§ Work to be completed
Please select every line below that contains the word "Each", and copy those lines in full.

§ Records for this exercise
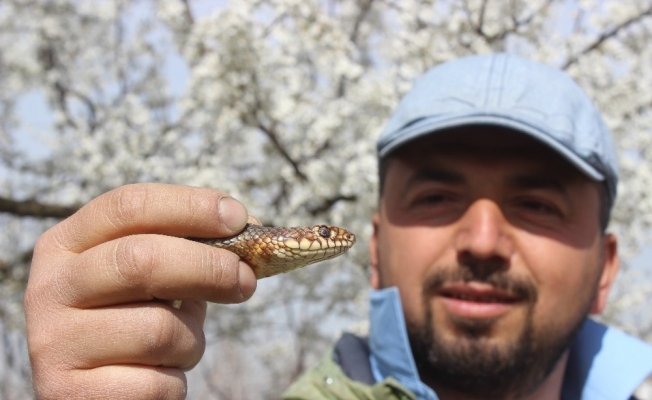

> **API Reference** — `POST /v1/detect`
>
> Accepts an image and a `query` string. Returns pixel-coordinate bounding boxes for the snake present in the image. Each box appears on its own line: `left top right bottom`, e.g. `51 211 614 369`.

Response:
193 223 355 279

...

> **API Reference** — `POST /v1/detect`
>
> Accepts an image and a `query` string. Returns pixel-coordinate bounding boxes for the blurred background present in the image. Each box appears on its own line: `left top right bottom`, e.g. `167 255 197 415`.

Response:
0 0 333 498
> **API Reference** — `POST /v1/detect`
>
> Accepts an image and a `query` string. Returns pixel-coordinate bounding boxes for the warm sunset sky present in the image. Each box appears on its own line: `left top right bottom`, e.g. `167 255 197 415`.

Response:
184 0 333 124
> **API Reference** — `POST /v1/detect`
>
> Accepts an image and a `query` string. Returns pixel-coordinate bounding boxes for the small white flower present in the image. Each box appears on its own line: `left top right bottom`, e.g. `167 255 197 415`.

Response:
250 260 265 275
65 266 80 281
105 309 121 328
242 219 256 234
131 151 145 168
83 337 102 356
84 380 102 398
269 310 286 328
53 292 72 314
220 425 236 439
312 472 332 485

§ The response
> Accepts an image and a `query` string. Returns pixel-coordinate bounding boxes for the snake present in the image. Each box appears on its own line: `left top right bottom`, e.g. `51 211 614 369`.
> Accepts an image and a `query` string. Returns pixel-coordinate bounding boxes for the blurred background present in the image. Each box appears on its own line: `left top right bottom`, e.g. `167 255 197 415`.
> Accepts an image and a `query` string. Returns pixel-coordinate bounding boxes for the warm sunset sky present in the image. Each box appears on its own line: `left top right bottom`, e.g. `167 255 197 415`.
> Accepts an image and a `query` string. Returns pixel-coordinate bounding boxes for the small white flower present in the image. Each box appears on its own line: `left top right bottom`, e.g. `167 255 197 415`.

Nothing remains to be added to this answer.